## TASK OBJECTIVE
Reproduce verbatim the lines of the items below, beginning with the line that contains "Trace the outline of every instance of the weathered" and continuing through the last line of the items.

## PROVIDED ENTRIES

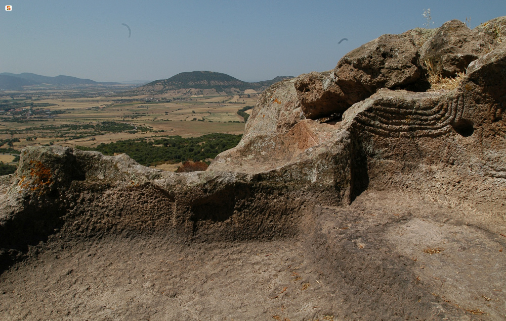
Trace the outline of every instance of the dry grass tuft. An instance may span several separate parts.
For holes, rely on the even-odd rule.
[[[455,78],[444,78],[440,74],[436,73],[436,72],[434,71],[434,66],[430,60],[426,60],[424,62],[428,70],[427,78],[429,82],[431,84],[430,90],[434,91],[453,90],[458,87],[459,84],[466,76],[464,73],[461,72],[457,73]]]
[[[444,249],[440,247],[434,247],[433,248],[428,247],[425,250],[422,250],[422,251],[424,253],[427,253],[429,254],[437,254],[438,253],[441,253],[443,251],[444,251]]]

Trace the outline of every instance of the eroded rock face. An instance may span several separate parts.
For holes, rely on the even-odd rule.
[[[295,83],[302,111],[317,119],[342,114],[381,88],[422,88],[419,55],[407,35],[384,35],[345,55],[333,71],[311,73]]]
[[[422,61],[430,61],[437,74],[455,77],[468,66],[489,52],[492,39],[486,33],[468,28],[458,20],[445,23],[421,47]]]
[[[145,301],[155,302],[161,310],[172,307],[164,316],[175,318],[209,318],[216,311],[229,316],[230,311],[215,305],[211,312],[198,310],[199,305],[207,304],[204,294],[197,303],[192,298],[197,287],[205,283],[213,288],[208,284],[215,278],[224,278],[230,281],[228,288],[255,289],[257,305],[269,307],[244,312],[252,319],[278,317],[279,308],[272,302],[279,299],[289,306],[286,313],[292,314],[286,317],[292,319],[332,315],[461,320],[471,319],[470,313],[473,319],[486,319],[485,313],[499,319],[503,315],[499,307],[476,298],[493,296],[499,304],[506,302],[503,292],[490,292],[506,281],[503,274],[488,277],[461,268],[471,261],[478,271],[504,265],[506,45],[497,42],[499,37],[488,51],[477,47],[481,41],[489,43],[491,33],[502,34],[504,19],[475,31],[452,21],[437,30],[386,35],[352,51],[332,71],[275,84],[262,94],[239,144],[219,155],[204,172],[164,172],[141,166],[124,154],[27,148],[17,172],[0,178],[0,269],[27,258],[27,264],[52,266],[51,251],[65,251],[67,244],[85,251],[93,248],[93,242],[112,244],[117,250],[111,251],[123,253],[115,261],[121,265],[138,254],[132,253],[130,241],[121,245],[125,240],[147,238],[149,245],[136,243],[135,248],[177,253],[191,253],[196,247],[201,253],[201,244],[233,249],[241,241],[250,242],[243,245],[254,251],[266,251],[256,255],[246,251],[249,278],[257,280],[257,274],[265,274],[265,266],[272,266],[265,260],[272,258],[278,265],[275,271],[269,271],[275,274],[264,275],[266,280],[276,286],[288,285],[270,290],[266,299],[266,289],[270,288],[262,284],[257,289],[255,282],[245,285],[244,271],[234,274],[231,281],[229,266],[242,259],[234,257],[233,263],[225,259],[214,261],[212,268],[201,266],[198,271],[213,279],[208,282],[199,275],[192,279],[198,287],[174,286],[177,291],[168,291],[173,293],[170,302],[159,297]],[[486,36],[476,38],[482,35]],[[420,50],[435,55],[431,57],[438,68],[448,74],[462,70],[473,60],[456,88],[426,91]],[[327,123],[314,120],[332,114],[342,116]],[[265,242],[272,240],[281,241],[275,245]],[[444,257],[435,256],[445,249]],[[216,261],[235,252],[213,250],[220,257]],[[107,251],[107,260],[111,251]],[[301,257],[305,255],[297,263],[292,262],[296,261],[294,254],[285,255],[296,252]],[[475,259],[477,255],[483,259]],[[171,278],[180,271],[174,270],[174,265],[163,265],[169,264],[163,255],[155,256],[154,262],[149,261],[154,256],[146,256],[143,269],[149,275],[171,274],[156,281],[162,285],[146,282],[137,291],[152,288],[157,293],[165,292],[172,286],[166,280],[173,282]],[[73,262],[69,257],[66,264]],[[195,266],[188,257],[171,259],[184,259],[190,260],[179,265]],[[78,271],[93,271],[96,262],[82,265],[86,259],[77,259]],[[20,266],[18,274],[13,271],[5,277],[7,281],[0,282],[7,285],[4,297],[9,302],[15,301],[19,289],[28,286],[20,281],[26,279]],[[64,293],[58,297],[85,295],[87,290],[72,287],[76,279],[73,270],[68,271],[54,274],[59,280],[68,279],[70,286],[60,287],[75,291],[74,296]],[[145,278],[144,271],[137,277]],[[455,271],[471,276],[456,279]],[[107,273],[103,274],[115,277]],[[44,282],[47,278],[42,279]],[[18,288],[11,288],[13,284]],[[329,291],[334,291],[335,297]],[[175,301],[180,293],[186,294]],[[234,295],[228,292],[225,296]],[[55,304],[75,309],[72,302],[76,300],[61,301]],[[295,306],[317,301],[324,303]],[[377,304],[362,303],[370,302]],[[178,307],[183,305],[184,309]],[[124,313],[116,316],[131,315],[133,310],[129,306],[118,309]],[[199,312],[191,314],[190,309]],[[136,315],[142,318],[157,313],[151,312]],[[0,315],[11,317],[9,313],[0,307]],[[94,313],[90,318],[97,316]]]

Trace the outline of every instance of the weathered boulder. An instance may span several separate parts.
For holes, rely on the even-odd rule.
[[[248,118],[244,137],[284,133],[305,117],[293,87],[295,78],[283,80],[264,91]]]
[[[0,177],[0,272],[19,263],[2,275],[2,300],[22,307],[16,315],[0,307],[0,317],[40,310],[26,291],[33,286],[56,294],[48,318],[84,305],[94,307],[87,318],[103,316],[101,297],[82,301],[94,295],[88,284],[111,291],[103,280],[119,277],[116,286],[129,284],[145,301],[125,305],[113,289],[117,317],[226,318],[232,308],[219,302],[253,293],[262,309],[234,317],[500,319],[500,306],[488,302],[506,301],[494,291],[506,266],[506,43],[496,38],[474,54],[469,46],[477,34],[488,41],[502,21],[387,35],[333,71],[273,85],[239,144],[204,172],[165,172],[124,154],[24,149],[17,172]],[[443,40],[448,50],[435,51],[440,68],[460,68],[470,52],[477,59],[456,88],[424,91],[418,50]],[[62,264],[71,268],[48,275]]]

## PROBLEM SOLUTION
Trace the outline of every instance of the weathered boulder. An instance may span several separate parts.
For holes, rely on the even-odd rule.
[[[248,118],[244,137],[284,133],[305,117],[293,87],[295,78],[283,80],[264,91]]]
[[[0,177],[0,272],[19,263],[2,275],[2,300],[22,307],[16,315],[0,307],[0,317],[40,310],[26,291],[33,286],[56,294],[48,318],[84,305],[94,307],[87,318],[103,316],[101,297],[82,301],[94,295],[88,284],[111,291],[103,280],[119,277],[116,286],[129,284],[145,301],[125,305],[113,289],[117,317],[226,318],[232,308],[219,302],[253,293],[262,309],[234,317],[500,319],[500,306],[488,302],[506,301],[494,291],[506,266],[506,43],[496,38],[474,54],[469,46],[477,34],[488,41],[502,21],[387,35],[333,71],[273,85],[239,144],[204,172],[165,172],[124,154],[24,149],[17,172]],[[443,40],[448,50],[435,51],[440,68],[460,68],[470,52],[477,59],[456,88],[424,91],[418,50]],[[62,264],[71,268],[48,275]]]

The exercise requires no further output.